** TEXT SEGMENT follows **
Around this time of year, it’s important to pause and take stock. To assess the year thus far, and at the same time, be present in a world that is constantly in flux.
As Spring nears, we find ourselves yearning to go out into the bright sun and breathe in the fresh air. We would like to introduce you to the practice of Shinrin-Yoku, or as we call it, ‘Forest Bathing’.
Shinrin-Yoku is a meditation that's practised amongst the trees. It is designed to restore the ancient bond between humans and nature and was introduced by the Japanese government in the 1980s in response to the declining mental well-being of its citizens. Thanks to reforestation and the deep connection between Japanese culture and the natural world, the practice quickly gained popularity, thus rebuilding the bridge between humanity and the forest.
Forest bathing is a ritual that can be performed anywhere in the world, whether it’s deep in the wilderness, at your local park, or in your garden.
The sound and touch of the wind. The bird calls and the rustle of the ground beneath us. Taking in the forest atmosphere. Creating a multisensory experience of body and mind. Energy restoration. Healing.
The restorative power of the natural world has long been studied and proven to be of great value to our well-being. This unique form of therapy allows the surrounding environment to absorb your energies and deepens your connection with nature.
Trees release essential oils called phytoncides which protect them from harmful bacteria. However, phytoncides can also provide many benefits to humans, including, strengthening our immune systems, elevating mood, reducing blood pressure, stress and anxiety, and improving sleep and creativity.
** End of TEXT SEGMENT **
▸ QUESTIONS
1. From the forest bathing passage, quote the text starting at the words "Shinrin-Yoku is a" and ending after "in your garden.".
2. Please answer these questions using the forest bathing passage:
(a) Who introduced Shinrin-Yoku, and in which decade?
(b) What do trees release to protect themselves from harmful bacteria?
(c) What three settings does the passage give as places where forest bathing can be performed?
3. Summarize the forest bathing passage in two sentences.
** GIVEN ENTRIES follows **
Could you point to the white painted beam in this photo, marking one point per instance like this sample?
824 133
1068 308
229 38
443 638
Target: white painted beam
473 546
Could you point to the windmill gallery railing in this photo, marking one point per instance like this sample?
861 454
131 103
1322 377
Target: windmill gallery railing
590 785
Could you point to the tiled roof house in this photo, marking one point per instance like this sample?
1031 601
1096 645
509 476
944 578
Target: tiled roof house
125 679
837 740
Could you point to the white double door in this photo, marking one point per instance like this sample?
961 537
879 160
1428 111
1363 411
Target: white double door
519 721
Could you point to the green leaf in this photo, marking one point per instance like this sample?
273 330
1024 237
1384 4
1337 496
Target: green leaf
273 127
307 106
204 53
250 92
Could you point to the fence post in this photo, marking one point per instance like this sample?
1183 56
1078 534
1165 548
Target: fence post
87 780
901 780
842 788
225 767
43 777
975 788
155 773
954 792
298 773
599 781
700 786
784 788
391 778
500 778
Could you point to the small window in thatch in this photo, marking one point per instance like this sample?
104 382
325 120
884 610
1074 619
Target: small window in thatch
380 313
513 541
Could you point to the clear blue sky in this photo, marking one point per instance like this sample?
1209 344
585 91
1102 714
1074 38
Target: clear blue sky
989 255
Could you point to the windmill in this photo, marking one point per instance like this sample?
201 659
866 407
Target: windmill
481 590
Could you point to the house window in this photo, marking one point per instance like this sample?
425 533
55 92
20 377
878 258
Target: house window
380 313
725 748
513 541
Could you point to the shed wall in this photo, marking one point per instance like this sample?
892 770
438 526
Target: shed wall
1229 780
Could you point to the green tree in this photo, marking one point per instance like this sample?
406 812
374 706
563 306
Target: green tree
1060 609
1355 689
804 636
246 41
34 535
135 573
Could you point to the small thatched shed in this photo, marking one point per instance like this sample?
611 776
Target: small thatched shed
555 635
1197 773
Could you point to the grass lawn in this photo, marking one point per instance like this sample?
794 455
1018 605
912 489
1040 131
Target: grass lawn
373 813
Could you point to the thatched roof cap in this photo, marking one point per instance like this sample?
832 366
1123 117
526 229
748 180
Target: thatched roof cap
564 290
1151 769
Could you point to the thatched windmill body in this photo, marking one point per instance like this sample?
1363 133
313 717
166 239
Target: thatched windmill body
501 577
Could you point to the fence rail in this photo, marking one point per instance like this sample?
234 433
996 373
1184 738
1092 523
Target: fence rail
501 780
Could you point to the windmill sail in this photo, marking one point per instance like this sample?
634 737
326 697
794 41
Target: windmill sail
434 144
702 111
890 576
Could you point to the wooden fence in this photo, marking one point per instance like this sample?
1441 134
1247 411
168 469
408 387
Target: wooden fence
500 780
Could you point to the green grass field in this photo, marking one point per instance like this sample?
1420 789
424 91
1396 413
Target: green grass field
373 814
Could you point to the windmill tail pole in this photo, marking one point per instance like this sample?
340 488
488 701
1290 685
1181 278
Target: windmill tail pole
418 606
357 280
** End of GIVEN ENTRIES **
▸ TASK-BY-TASK OUTPUTS
1.
Shinrin-Yoku is a meditation that's practised amongst the trees. It is designed to restore the ancient bond between humans and nature and was introduced by the Japanese government in the 1980s in response to the declining mental well-being of its citizens. Thanks to reforestation and the deep connection between Japanese culture and the natural world, the practice quickly gained popularity, thus rebuilding the bridge between humanity and the forest.
Forest bathing is a ritual that can be performed anywhere in the world, whether it’s deep in the wilderness, at your local park, or in your garden.

2.
(a) The Japanese government introduced it in the 1980s.
(b) They release essential oils called phytoncides.
(c) Deep in the wilderness, at your local park, or in your garden.

3. Shinrin-Yoku, or forest bathing, is a meditation practiced among the trees that the Japanese government introduced in the 1980s in response to its citizens' declining mental well-being, and it can be done anywhere from the wilderness to a garden. Trees release phytoncides, which can strengthen human immune systems, elevate mood, reduce blood pressure, stress and anxiety, and improve sleep and creativity.